Kısa Görev 1: Müfettiş yardımcılığı sınavı haberine göre eğitim sendikaları yönetmeliği neden yargıya taşımak istiyor? Bunu, haberde yer alan gerekçeye dayanarak açıklayın.
Kısa Görev 2: Müfettiş yardımcılığı sınavı haberinde "1 Mart’ta yayımlanan" sözleriyle açılıp "taşıyacaklarını dile getirdi." ile kapanan bölümü, "il başkanları" yerine "şube başkanları" koyarak yeniden yazın.

1 Mart’ta yayımlanan yönetmelikle Milli Eğitim Bakanlığı (MEB), müfettiş yardımcılığı sınavına dair esasları duyurdu. Eğitim sendikaları belirtilen şartları kabul edilemez bulup, yargıya taşınacağını belirtti.
ERCAN ÇALIŞIR/ BURSADA BUGÜN /BURSA İGFA- MEB’in duyurduğu müfettiş yardımcılığı sınavına dair yönetmelik ve adaylardan istenen şartlar sendikaları ayağa kaldırdı. Eğitim Bir-Sen ve Türk Eğitim-Sen Bursa il başkanları, çok sayıda hak kaybı yaşayan meslektaşlarının olacağını belirtirken, yönetmeliği yargıya taşıyacaklarını dile getirdi.

Çıkarılan kayıtlar:
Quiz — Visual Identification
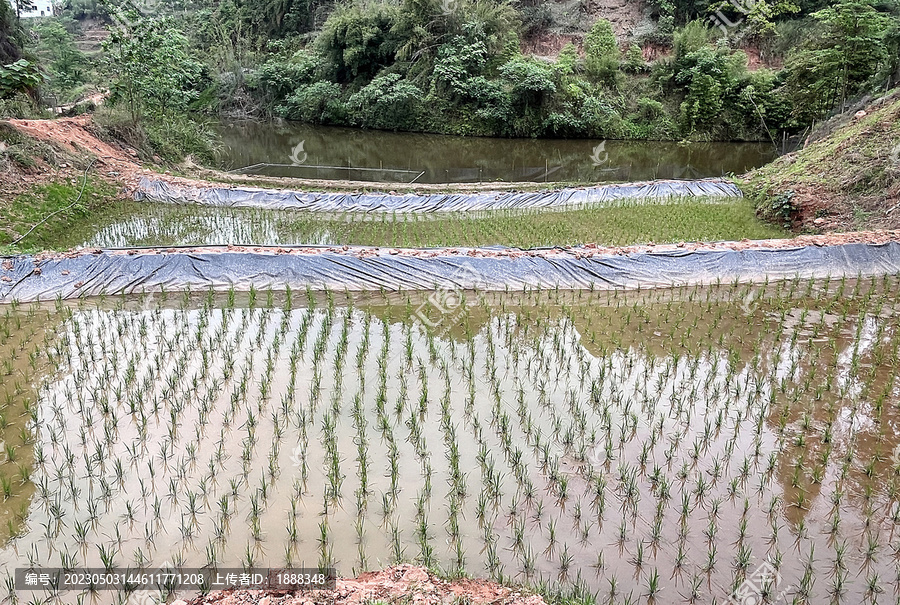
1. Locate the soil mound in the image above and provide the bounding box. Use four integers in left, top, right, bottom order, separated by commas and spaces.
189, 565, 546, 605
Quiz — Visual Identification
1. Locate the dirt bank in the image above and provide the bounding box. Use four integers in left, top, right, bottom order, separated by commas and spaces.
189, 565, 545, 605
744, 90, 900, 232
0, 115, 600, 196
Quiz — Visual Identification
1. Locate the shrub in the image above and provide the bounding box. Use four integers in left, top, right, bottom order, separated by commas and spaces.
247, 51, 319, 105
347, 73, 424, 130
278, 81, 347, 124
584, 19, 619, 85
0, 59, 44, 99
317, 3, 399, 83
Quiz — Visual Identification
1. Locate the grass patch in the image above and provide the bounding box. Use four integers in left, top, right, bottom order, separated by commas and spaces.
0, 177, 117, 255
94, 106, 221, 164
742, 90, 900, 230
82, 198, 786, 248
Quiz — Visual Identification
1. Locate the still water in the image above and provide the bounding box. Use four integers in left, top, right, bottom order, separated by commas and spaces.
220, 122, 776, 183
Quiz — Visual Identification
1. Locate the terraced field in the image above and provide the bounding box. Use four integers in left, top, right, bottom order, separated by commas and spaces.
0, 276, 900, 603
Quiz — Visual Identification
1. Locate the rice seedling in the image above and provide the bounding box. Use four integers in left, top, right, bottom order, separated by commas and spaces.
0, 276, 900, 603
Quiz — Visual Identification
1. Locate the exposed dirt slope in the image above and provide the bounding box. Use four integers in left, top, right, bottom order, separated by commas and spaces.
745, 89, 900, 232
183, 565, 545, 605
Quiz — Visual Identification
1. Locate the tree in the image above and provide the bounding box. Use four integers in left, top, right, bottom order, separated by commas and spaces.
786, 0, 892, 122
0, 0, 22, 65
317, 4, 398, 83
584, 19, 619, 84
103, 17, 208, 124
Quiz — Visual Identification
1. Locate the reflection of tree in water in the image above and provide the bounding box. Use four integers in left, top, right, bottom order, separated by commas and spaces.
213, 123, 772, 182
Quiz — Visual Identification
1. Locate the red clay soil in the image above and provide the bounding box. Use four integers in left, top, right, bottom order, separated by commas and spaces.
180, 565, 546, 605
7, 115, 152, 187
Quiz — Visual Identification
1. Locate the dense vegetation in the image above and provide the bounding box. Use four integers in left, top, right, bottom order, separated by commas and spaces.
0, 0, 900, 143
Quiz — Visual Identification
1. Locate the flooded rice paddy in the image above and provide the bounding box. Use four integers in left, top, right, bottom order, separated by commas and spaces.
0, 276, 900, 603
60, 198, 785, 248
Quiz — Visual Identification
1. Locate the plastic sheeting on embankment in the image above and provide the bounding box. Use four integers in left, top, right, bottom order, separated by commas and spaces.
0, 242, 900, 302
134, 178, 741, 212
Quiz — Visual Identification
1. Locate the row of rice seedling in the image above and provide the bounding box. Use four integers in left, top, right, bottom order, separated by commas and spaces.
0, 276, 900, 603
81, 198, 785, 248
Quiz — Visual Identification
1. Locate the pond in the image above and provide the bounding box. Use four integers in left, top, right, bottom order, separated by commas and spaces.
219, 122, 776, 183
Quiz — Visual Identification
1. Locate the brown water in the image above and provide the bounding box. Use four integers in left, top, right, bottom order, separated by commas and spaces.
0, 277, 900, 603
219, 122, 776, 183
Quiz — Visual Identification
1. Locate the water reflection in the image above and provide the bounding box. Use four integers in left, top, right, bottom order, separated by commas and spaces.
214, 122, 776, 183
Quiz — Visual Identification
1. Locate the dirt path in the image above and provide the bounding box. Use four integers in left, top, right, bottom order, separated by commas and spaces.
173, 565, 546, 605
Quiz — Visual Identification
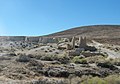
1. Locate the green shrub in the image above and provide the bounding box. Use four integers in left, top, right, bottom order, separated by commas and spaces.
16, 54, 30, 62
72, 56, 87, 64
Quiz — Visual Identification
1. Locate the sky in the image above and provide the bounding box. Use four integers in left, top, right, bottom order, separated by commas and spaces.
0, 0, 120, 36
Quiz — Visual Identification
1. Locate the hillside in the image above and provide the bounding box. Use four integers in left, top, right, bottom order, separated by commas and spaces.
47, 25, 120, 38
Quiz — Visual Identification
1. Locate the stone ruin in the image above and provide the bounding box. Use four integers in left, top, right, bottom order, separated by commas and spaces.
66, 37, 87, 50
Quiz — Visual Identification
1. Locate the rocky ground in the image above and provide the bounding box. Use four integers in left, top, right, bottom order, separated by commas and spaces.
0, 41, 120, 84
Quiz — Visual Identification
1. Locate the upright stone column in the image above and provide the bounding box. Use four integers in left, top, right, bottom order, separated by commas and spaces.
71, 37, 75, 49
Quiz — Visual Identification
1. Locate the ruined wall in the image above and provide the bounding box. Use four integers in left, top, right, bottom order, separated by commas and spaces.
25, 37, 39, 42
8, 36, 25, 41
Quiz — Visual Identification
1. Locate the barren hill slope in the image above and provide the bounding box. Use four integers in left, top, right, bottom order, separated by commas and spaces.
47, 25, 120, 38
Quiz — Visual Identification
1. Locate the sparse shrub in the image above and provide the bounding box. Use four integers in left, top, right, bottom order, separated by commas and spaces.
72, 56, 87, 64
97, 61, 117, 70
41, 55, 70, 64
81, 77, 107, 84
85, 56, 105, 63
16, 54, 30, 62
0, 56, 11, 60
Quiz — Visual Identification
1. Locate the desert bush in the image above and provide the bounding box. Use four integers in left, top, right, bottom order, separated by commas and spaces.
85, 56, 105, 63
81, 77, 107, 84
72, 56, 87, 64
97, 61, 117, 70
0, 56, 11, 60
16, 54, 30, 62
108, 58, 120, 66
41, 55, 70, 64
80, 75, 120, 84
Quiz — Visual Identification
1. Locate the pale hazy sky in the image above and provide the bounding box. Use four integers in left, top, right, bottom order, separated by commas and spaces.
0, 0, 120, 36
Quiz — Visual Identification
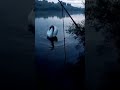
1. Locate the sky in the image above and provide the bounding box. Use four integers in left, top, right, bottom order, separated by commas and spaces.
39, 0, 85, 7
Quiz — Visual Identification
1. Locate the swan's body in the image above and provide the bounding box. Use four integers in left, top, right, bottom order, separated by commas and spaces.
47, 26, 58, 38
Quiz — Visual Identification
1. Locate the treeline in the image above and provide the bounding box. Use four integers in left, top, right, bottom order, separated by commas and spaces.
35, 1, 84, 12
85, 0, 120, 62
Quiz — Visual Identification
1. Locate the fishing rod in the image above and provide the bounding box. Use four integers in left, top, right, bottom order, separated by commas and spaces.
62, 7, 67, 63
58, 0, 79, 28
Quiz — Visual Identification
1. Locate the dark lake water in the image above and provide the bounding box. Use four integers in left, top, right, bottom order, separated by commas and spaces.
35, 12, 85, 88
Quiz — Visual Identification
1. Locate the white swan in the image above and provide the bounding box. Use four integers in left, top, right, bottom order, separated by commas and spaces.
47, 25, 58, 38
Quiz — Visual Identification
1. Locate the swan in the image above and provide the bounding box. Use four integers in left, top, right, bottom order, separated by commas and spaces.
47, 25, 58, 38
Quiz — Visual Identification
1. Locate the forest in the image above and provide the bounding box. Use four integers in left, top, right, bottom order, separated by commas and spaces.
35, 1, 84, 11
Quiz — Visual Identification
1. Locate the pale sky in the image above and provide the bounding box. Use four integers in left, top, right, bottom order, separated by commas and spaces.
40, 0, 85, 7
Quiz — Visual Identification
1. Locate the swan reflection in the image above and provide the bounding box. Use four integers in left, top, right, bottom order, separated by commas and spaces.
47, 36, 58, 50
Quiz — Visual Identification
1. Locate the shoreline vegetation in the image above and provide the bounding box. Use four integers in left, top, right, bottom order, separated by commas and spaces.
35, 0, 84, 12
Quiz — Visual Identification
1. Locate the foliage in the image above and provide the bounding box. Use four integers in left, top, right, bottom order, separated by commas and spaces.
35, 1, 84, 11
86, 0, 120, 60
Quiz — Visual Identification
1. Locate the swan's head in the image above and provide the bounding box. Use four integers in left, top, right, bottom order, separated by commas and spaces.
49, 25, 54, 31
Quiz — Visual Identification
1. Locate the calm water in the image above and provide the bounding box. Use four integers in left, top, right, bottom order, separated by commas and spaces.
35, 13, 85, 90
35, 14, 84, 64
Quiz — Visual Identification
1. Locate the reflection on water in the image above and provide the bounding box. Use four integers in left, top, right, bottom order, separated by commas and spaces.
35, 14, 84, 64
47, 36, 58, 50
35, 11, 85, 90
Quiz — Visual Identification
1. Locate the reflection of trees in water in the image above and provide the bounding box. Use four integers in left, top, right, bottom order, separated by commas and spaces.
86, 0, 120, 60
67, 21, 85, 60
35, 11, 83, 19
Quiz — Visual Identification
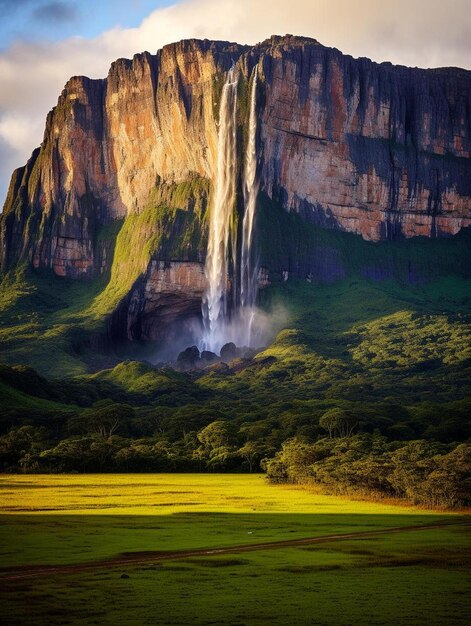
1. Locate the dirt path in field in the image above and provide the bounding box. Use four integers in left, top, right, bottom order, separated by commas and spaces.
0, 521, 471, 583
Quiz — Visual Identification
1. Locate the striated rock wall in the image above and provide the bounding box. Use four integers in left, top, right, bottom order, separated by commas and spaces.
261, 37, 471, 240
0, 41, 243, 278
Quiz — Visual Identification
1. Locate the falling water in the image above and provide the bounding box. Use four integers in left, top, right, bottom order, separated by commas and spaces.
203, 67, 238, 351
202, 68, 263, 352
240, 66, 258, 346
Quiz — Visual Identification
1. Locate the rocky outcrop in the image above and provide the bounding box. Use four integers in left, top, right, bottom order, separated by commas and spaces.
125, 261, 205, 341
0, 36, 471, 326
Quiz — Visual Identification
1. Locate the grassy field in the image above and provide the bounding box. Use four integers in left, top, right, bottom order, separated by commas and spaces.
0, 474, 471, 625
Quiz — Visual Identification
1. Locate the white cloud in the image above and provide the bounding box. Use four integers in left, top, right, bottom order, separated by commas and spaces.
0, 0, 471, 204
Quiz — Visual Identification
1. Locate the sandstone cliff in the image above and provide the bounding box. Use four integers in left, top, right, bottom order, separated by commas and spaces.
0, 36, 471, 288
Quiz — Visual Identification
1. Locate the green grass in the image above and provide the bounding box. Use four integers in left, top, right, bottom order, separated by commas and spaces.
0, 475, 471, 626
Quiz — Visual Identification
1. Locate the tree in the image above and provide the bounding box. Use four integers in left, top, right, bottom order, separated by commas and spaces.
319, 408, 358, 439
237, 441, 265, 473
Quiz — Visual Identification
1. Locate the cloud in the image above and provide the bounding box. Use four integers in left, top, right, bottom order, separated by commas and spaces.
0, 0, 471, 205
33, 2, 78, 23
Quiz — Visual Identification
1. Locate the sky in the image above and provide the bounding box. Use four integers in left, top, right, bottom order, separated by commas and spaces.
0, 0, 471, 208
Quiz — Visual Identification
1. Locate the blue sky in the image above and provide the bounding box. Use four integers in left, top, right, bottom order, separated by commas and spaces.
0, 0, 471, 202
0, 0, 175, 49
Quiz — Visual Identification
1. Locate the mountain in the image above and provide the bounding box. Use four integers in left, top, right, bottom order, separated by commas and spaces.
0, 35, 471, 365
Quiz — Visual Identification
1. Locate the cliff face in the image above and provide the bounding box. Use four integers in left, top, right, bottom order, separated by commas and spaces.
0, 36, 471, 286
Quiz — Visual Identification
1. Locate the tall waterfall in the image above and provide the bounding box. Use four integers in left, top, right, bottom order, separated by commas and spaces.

Ayrıntılı Çözüm 1: Sendikalar, yönetmelikte adaylardan istenen şartları kabul edilemez buluyor. Eğitim Bir-Sen ve Türk Eğitim-Sen Bursa il başkanlarına göre bu şartlar yüzünden çok sayıda meslektaşları hak kaybı yaşayacak. Bu nedenle yönetmeliği yargıya taşıyacaklarını söylüyorlar.

Ayrıntılı Çözüm 2:
1 Mart’ta yayımlanan yönetmelikle Milli Eğitim Bakanlığı (MEB), müfettiş yardımcılığı sınavına dair esasları duyurdu. Eğitim sendikaları belirtilen şartları kabul edilemez bulup, yargıya taşınacağını belirtti.
ERCAN ÇALIŞIR/ BURSADA BUGÜN /BURSA İGFA- MEB’in duyurduğu müfettiş yardımcılığı sınavına dair yönetmelik ve adaylardan istenen şartlar sendikaları ayağa kaldırdı. Eğitim Bir-Sen ve Türk Eğitim-Sen Bursa şube başkanları, çok sayıda hak kaybı yaşayan meslektaşlarının olacağını belirtirken, yönetmeliği yargıya taşıyacaklarını dile getirdi.